-- Data for analysis --
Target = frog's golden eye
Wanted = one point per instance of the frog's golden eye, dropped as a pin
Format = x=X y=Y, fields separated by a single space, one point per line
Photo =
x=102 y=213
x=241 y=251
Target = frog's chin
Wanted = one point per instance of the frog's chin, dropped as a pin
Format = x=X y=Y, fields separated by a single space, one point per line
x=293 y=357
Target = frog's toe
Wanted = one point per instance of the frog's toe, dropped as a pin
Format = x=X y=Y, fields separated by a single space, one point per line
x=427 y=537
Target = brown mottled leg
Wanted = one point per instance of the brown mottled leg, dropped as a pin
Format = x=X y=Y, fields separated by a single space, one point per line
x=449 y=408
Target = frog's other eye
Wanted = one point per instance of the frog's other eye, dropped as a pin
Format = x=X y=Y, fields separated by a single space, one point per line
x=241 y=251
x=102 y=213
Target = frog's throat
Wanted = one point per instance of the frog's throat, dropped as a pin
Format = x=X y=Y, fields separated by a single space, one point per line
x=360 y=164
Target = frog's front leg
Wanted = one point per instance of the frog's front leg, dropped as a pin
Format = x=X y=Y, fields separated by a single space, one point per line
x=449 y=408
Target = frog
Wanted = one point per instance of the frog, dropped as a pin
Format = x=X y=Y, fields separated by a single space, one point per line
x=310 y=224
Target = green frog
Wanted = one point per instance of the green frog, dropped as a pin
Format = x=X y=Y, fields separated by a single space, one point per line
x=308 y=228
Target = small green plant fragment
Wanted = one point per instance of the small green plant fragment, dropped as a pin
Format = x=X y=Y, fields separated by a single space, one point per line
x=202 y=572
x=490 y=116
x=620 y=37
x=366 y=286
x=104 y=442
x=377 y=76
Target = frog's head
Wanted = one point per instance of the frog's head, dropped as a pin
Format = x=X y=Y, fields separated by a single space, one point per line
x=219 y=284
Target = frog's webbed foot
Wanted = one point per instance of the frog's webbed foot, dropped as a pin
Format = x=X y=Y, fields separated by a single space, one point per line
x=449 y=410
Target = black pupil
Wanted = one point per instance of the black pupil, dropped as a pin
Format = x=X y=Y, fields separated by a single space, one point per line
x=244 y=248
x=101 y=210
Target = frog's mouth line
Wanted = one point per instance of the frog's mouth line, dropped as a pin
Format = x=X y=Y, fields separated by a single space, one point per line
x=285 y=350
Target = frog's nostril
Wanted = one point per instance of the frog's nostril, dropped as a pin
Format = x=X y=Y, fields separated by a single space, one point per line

-- Problem description --
Retype the records above in full, exactly.

-- Response box --
Target = frog's golden eye
Wanted = one point per instance of the frog's golden eye, dropped as a pin
Format = x=X y=Y, fields separated by a single space, one point per line
Photo =
x=102 y=213
x=241 y=251
Target = frog's chin
Wanted = one point per instance of the frog's chin, dropped as a pin
Format = x=X y=Y, fields separated by a single space, one point per line
x=293 y=357
Target = frog's toe
Wanted = one point per instance of the frog's toe, dropped as a pin
Format = x=X y=Y, fields separated by a single space, one point per line
x=427 y=537
Target = brown mottled leg
Wanted = one point per instance of the brown mottled leg, dropped as a pin
Format = x=X y=Y, fields separated by a single space, one point per line
x=449 y=408
Target = frog's other eye
Wanted = one point per instance of the frog's other eye, dropped as a pin
Format = x=X y=Y, fields separated by a single space, one point per line
x=241 y=251
x=102 y=213
Target = frog's throat
Wanted = one point per instance of the frog's throat, dropped as a pin
Format = x=X y=Y, fields separated by a single space, one point per line
x=360 y=164
Target = frog's front leg
Wanted = one point per instance of the frog's front leg, dropped as a pin
Format = x=X y=Y, fields separated by a single space, one point per line
x=449 y=408
Target = frog
Wanted = one point per instance of the frog, dropped as a pin
Format = x=X y=Y, fields separated by a single space, one point per line
x=310 y=224
Target = green frog
Wanted = one point per instance of the green frog, dropped as a pin
Format = x=X y=Y, fields separated by a single space, one point per line
x=308 y=228
Target = small green plant fragment
Wanted = one point per instance of the small green plant fragment, dropped as a pin
Format = x=X y=Y, fields separated by a single space, one point per line
x=202 y=572
x=490 y=116
x=620 y=37
x=366 y=286
x=104 y=442
x=377 y=76
Target = frog's head
Wanted = one point per instance of the frog's head, dropped as a pin
Format = x=X y=Y, fields separated by a single space, one point per line
x=219 y=284
Target = frog's webbed foot
Wanted = one point per instance of the frog's webbed foot, dropped as a pin
Format = x=X y=Y, fields separated by a single space, one point per line
x=449 y=410
Target = black pupil
Wanted = one point per instance of the black pupil, dropped as a pin
Format = x=X y=Y, fields separated by a single space, one point per line
x=244 y=248
x=101 y=210
Target = frog's mouth line
Wanted = one point per instance of the frog's mouth line, dropped as a pin
Format = x=X y=Y, fields separated by a single space, one point per line
x=285 y=350
Target = frog's nostril
Wanted = one point per instance of the frog's nostril, dropped as a pin
Format = x=X y=Y, fields separated by a single space, one point per line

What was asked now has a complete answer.